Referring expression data
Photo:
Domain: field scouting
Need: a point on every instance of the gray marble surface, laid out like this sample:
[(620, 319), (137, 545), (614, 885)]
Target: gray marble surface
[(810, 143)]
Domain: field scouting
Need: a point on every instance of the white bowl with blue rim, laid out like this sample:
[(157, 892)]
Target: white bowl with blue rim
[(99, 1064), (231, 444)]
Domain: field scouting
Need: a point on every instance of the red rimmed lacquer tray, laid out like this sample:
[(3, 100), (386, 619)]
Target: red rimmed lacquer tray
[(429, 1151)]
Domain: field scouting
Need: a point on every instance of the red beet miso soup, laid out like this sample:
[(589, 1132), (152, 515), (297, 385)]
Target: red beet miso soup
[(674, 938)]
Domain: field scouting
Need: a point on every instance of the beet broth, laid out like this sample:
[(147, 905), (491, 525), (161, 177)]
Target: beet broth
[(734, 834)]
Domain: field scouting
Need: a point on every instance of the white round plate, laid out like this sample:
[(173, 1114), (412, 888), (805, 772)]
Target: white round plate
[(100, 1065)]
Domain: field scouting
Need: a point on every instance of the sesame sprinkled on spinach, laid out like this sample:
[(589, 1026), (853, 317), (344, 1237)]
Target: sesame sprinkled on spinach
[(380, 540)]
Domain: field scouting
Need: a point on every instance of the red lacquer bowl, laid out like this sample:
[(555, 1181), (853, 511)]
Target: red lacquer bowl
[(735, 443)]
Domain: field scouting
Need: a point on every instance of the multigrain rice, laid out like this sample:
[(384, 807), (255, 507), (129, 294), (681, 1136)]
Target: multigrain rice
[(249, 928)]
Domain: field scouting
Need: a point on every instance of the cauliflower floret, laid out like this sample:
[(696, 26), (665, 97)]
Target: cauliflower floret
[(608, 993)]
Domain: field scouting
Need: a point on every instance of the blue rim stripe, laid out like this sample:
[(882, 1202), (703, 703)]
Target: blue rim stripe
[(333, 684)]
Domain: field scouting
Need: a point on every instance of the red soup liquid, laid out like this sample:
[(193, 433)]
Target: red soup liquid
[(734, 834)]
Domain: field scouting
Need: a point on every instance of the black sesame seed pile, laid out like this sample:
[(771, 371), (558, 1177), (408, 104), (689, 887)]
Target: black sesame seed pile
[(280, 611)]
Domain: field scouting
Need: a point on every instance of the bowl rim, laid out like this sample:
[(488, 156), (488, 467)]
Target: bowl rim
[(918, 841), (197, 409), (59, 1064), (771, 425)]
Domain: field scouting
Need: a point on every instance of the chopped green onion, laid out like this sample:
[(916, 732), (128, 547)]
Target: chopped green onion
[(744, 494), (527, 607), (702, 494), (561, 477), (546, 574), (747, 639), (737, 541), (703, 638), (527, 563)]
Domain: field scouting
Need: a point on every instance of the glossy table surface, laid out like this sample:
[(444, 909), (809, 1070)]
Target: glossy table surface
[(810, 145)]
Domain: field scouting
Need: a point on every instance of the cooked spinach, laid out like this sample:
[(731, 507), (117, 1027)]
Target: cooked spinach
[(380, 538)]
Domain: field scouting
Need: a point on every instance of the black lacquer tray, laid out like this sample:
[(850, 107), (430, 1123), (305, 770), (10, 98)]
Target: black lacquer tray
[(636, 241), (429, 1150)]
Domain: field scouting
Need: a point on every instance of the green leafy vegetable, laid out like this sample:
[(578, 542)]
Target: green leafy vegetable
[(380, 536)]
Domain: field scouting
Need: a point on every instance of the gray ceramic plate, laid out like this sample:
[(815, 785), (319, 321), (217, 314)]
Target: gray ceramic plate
...
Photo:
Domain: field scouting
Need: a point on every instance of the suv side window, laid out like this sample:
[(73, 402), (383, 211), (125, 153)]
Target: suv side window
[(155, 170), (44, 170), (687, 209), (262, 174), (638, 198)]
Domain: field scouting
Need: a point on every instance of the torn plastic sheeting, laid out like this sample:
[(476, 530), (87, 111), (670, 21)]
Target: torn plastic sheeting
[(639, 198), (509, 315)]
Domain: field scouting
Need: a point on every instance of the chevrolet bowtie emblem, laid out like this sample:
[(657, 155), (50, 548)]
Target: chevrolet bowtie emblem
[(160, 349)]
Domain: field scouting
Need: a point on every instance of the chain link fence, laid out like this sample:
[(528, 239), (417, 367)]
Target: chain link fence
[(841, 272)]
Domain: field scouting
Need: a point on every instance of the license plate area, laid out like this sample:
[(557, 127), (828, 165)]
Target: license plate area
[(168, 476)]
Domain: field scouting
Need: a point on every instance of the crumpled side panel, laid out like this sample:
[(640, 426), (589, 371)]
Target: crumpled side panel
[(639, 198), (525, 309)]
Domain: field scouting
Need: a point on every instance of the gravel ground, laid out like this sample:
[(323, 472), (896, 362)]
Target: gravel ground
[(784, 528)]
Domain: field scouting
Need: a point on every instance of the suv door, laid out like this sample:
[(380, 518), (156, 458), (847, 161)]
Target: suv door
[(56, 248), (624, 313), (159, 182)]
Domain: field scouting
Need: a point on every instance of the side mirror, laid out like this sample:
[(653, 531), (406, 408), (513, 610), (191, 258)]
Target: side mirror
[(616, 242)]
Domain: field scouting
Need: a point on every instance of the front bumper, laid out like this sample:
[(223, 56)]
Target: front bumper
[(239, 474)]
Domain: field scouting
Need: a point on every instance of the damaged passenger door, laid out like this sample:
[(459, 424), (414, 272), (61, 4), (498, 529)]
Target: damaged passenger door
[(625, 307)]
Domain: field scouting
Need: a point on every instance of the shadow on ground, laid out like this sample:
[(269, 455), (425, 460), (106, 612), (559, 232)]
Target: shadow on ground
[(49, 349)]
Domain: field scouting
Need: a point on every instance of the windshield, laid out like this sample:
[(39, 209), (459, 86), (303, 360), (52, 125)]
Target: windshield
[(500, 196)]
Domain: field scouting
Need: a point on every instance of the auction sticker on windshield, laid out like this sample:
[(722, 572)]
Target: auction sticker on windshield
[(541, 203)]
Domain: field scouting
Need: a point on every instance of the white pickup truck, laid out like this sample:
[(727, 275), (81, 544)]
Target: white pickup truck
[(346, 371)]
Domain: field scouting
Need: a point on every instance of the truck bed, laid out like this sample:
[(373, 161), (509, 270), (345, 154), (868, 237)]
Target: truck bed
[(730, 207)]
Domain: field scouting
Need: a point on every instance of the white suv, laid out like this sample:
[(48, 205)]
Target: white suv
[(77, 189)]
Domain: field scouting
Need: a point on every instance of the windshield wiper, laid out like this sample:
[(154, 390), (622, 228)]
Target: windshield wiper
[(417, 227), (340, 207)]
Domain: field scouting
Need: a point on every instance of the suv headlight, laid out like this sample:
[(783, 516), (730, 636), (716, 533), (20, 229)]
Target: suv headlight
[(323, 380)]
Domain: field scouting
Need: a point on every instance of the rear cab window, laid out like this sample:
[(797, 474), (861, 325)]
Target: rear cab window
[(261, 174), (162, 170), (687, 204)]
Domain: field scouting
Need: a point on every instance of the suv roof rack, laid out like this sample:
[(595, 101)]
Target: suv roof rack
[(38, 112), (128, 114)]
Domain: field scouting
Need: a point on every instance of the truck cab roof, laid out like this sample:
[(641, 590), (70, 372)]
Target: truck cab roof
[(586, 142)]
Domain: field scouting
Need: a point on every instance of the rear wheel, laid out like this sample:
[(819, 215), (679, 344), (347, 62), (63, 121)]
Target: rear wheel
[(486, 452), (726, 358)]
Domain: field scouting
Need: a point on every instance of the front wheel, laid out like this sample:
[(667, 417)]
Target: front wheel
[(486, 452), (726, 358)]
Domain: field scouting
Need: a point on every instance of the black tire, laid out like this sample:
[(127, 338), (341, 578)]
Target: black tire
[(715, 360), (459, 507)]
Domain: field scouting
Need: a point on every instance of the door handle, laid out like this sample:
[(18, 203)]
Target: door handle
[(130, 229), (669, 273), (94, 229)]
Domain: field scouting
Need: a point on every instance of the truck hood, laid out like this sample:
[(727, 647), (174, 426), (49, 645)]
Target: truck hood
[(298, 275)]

How to complete this task: Search the data above for the string "ceramic". Report every line where it is found.

Your solution:
Need: a point on every instance of the gray ceramic plate, laid out like this sample:
Target: gray ceramic plate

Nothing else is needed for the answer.